## TEXT BLOCK
╭──
The kids eventually tired of the boat, so we docked and returned to our blanket. I then ventured off to retrieve ice cream for the family. Three ice cream vendors later, I was successful. The first guy didn't actually sell any of the ice cream featured on his sign. The second guy, even though he'd advertised the prices of his goods, quoted me double for the ice cream I'd selected. Of course, he tried to explain why my ice cream might cost more...it was extra creamy, it was especially cold, it was manufactured most recently, and so on. All I heard was "It's because you're white." Life is tough for a white man just trying to get by here in Delhi...I tossed the bag of ice cream back to the vendor, called him a thief, and walked away. The third vendor actually sold what he advertised at the prices he advertised it, so he won. When I returned to our blanket, I found my family surrounded by young girls selling henna and pleading for money, food, anything. Again, not to sound callous (See above), but while we could spare the money and the food it just wasn't a good idea. If one of the girls receives anything, then a call goes out, like a war cry or a call to battle on an ox horn and a stampede would ensue. I finally deterred all but one of the girls, apparently the queen, and rightfully so, as she proved a tough cookie. I tried shooing her, ignoring her, pleading with her, discussing politics with her, but she just stood, waiting, calling me "Cheapest Daddy." Eventually she wandered off, perhaps finally realizing that there were easier targets or maybe just better things to do with her time.
╰──
## EXTRACTED INFORMATION
╭──
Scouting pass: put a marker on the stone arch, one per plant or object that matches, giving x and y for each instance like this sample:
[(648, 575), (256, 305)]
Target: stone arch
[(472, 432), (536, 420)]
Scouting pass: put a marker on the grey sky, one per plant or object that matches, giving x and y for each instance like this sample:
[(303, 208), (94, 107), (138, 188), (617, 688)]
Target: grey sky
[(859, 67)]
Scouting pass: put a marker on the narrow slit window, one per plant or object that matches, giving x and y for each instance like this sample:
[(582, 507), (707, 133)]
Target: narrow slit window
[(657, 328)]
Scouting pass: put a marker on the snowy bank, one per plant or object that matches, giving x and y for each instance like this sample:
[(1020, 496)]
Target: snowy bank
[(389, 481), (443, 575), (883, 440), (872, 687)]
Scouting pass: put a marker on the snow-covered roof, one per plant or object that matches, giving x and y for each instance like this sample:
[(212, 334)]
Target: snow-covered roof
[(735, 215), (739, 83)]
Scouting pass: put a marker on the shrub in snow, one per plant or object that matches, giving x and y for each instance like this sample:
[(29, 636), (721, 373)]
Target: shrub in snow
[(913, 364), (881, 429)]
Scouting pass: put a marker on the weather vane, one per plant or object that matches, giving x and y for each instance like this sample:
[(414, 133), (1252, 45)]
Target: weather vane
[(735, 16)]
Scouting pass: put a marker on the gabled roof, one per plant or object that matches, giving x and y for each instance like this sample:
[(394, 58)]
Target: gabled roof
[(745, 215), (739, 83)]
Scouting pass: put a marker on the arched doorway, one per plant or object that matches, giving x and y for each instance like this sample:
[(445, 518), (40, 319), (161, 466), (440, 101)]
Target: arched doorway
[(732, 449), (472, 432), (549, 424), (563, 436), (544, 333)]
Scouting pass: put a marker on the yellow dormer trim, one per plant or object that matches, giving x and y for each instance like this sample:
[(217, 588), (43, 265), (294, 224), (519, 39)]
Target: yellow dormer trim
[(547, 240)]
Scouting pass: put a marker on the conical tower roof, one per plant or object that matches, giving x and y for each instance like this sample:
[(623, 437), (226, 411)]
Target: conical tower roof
╰──
## TASKS AND EXERCISES
**a)** Render the listing as a numbered list, with blank lines omitted, from the line with "Scouting pass: put a marker on the snowy" to the line with "[(745, 215), (739, 83)]".
**b)** Finish out the next part of the account of the family outing in Delhi, continuing from where it stops.

## FINAL ANSWERS
**a)**
1. Scouting pass: put a marker on the snowy bank, one per plant or object that matches, giving x and y for each instance like this sample:
2. [(1020, 496)]
3. Target: snowy bank
4. [(389, 481), (443, 575), (883, 440), (872, 687)]
5. Scouting pass: put a marker on the snow-covered roof, one per plant or object that matches, giving x and y for each instance like this sample:
6. [(212, 334)]
7. Target: snow-covered roof
8. [(735, 215), (739, 83)]
9. Scouting pass: put a marker on the shrub in snow, one per plant or object that matches, giving x and y for each instance like this sample:
10. [(29, 636), (721, 373)]
11. Target: shrub in snow
12. [(913, 364), (881, 429)]
13. Scouting pass: put a marker on the weather vane, one per plant or object that matches, giving x and y for each instance like this sample:
14. [(414, 133), (1252, 45)]
15. Target: weather vane
16. [(735, 16)]
17. Scouting pass: put a marker on the gabled roof, one per plant or object that matches, giving x and y for each instance like this sample:
18. [(394, 58)]
19. Target: gabled roof
20. [(745, 215), (739, 83)]

**b)**
Olivia, Eli and I kicked the soccer ball around for a bit. We snacked, enjoyed the breeze, and watched the people watch us. Life in a fish tank. People approached and asked to take pictures of the kids, which happens often, and they were refused. The kids started to tire, so we decided to call it an afternoon. We headed home.

Sometimes, I think, I paint a rather frustrating picture, and while things here can be frustrating...VERY frustrating, I describe those bits because they're often, and very obviously, the most humorous bits. India is not the U.S., and its culture is as different from ours as is the quality of Richard Dean Anderson's exemplary show MacGyver and his paycheck "Stargate: SG-1." Night and day. That's what makes India, India. It's frustrating, but it opens your eyes to so many things. So many things you might regret seeing, but you've seen nonetheless. India Gate was and is chock full of the "typical" India...which is why we'll continue to spend time there, assuming it's not 120 degrees in the shade.

Delhi....OUT!!

5 comments:

Grumio McNasty said...

What do you feed your children? They appear to be growing at an abnormally fast rate. I last saw Eli when he couldn't hold his enormous head up. Now he is shaving.

And a request: If this is supposed to be the Turners' blog, why have we not had a guest spot by another family member? For all we know, all those pictures are photoshopped and everyone is locked in the basement while you go sell Chicken Tikka on the streets at your "job".

The Turners said...

Identify yourself, Grumio McNasty! Do so, at once, or we will DHL you a whole case of Amoebic Dysentery!

Grumio McNasty said...

"We sent out best, our brightest. When they all went to the private sector, we sent you. Sorry, India."

The Turners said...

Dearest Grumio,

You spelled "our" as "out." Probably a missed keystroke, but you hardly seem fit to comment on I.Q. when you can't be troubled to review your comments prior to submission.
While your identity remains a mystery, I can honestly say that you are in fact, without question, 3 out of 4 scientists agree...dumber than I am.

Love,
Owen (of the Turners)

Anne said...

You need to print these out as you go so as to have a hard copy....that way when Assignment: India is oer you can submit this to a publishing company....You are actually becoming FUNNY!! Plus it will be interesting to see how sad you are on your last blog before returning home....which we know you will be:)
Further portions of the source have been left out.